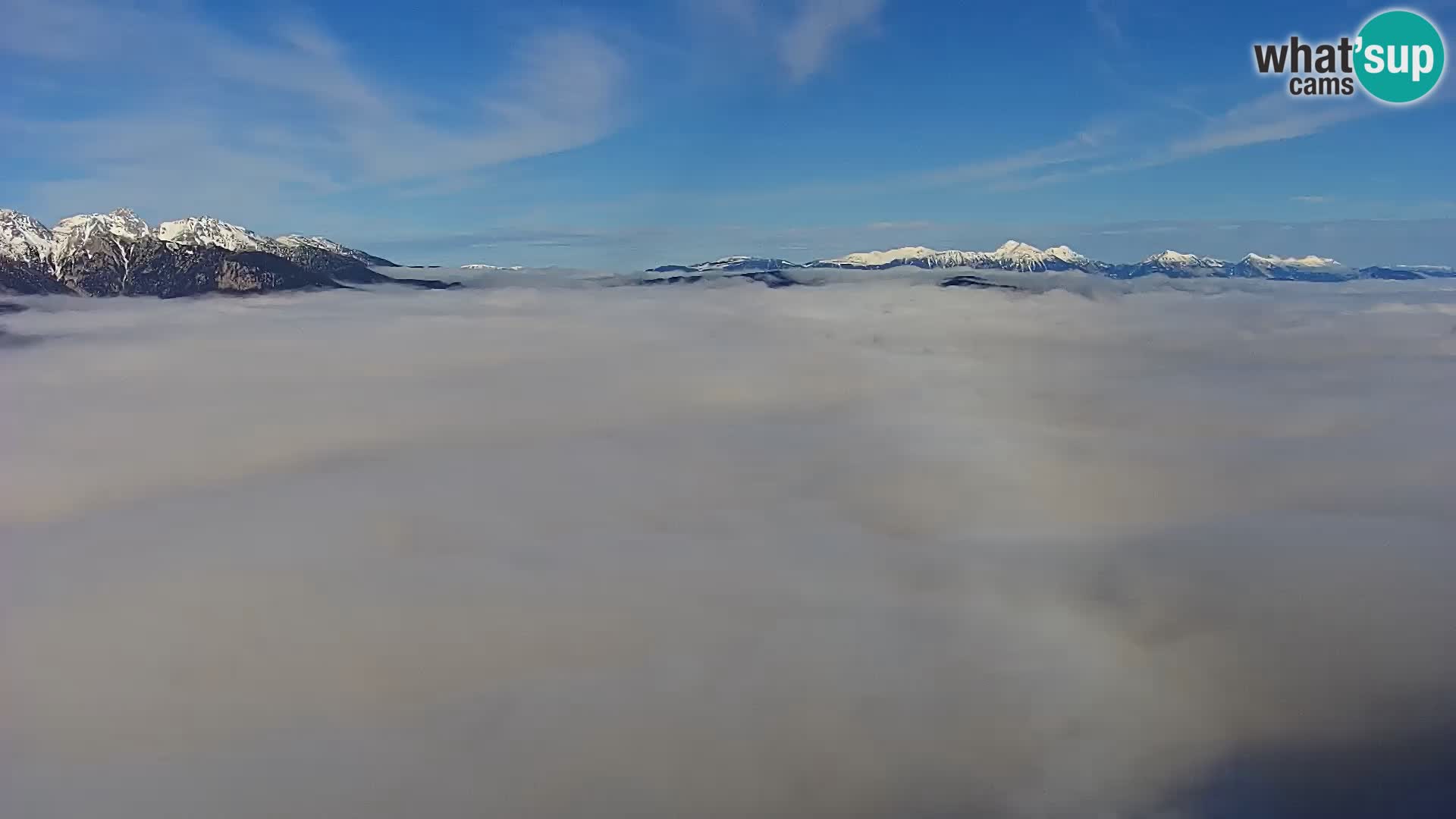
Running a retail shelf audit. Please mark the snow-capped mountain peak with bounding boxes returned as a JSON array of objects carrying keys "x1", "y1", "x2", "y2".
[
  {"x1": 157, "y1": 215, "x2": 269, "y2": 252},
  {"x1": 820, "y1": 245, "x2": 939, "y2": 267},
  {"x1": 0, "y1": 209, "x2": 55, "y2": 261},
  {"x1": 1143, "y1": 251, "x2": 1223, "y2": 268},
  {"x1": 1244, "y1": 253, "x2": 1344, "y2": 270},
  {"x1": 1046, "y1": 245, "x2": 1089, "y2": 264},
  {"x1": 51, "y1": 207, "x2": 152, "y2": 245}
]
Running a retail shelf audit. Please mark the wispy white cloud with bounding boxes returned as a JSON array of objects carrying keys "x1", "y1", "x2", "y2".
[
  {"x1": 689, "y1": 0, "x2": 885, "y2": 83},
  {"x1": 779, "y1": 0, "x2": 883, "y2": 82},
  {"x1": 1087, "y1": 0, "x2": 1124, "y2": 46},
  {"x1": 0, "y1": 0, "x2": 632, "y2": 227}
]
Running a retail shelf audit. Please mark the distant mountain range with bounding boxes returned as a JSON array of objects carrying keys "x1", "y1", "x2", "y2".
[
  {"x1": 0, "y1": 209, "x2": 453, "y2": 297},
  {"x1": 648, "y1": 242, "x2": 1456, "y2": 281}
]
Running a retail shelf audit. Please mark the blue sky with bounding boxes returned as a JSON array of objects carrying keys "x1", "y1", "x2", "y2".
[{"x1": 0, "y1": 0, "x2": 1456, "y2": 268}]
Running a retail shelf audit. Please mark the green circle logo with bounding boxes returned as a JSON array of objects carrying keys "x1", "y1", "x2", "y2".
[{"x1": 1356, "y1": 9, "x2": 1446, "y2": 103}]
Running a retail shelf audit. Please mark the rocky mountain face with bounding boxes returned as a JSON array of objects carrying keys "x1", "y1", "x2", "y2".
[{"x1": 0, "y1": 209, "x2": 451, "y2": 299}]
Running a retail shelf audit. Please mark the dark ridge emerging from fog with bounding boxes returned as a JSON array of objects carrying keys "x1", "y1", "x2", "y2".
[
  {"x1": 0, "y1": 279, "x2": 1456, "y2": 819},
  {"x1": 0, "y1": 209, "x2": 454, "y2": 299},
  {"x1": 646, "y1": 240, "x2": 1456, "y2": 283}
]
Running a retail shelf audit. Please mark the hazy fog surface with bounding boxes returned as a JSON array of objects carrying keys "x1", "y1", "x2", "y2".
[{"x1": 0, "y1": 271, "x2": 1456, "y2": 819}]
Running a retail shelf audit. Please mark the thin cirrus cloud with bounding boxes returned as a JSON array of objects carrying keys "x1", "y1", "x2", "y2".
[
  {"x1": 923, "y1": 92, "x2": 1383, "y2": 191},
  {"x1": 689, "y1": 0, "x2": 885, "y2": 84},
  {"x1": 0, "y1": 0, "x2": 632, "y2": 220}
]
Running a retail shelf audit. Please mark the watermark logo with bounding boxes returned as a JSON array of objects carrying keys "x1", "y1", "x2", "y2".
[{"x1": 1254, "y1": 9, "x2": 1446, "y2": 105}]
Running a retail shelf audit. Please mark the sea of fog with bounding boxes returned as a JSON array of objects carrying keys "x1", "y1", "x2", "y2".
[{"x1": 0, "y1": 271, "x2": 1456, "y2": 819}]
● ● ● ●
* **PROBLEM DESCRIPTION**
Return every line of the entries above that contains the string "returned". Case counts.

* **ANSWER TO THIS EXERCISE**
Running a retail shelf audit. Please mark the snow-capped mountain peak with bounding boxes returned as a JSON array of objects carrying keys "x1", "y1", "x2", "y2".
Running a retail shelf audit. Please mark the wispy white cloud with bounding boxes returned as a JSON array of objects carrying keys "x1", "y1", "x2", "y2".
Running a retail shelf audit. Please mark the distant mountain range with bounding boxes returned as a JSON array of objects carrying keys "x1", "y1", "x2", "y2".
Running a retail shelf audit. Please mark the blue sky with bounding boxes returned as a JSON array of objects carrying keys "x1", "y1", "x2", "y2".
Running a retail shelf audit. Please mark the green circle logo with bounding boxes returned as a JSON array of objects carrying keys "x1", "y1", "x2", "y2".
Running a retail shelf audit. Please mark the rocky mountain face with bounding boxes returned as a JSON array of objects carrying keys "x1", "y1", "x2", "y2".
Running a retail shelf audit. Please mark the dark ridge emerging from fog with bounding boxes returned as a JSON array of objects carrying keys "x1", "y1", "x2", "y2".
Running a retail shelf audit. Please mark the hazy fog surface with bounding boxes returned as a JSON array of objects carrying keys "x1", "y1", "x2", "y2".
Running a retail shelf audit. Please mark the thin cirrus cloud with bounding boxes returned as a JSON array of objects carrying keys "x1", "y1", "x2", "y2".
Running a retail shelf audit. Please mark the watermark logo with bounding boxes returned as a JSON array of objects carrying keys "x1", "y1", "x2", "y2".
Running a retail shelf audit. Please mark the sea of fog with bounding boxes returned as a JSON array of objects carrying keys "x1", "y1", "x2", "y2".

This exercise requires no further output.